• Brief:
Can you print the data below verbatim, beginning at the line that contains "Where can the large" and stopping after the line that contains "point(137, 104)"?
──────────────────────────────
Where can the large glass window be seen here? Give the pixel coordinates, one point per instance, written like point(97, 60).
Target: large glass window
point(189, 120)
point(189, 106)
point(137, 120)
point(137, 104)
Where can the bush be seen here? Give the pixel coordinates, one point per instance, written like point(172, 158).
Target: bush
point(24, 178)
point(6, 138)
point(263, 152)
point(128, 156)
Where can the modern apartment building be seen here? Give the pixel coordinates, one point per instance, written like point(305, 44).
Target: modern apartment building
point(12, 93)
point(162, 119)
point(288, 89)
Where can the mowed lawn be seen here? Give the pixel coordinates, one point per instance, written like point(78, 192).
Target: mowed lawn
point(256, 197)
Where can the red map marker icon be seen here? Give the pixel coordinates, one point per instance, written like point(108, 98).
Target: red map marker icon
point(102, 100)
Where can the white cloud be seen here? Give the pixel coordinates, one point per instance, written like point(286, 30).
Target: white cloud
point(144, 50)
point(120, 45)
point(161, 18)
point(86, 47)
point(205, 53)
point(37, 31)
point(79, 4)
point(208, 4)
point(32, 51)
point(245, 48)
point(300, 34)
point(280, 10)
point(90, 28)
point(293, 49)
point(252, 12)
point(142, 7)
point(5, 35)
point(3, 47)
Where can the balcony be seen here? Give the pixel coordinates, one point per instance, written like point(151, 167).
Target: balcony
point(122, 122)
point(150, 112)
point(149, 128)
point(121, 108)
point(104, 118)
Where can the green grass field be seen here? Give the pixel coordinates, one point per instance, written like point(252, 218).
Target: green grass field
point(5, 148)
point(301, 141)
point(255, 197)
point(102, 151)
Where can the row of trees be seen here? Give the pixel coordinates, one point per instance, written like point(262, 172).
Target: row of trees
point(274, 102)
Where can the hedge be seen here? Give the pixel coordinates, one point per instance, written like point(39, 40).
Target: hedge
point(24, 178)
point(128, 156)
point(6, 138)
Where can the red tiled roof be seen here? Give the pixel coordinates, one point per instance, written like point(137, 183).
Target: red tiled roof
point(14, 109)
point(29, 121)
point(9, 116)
──────────────────────────────
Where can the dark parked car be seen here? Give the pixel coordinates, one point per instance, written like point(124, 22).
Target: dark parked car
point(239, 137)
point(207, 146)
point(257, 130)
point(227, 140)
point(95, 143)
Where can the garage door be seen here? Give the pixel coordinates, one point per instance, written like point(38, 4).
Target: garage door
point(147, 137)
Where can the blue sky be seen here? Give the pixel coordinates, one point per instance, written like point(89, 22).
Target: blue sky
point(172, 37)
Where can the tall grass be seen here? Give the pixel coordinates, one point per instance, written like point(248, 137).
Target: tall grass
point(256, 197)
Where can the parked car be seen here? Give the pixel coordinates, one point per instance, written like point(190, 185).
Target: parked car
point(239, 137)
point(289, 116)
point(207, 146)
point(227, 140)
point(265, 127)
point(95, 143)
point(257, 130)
──────────────────────────────
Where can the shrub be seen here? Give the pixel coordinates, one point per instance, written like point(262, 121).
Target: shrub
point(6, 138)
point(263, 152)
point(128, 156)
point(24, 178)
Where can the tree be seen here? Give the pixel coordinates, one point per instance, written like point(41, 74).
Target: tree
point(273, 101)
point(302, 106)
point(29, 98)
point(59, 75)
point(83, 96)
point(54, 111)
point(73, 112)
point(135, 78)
──────────────────────────────
• Output for this task:
Where can the large glass window be seen here? Give the pixel coordinates, one point per instance, written like point(97, 60).
Target: large glass window
point(189, 120)
point(189, 106)
point(137, 120)
point(137, 104)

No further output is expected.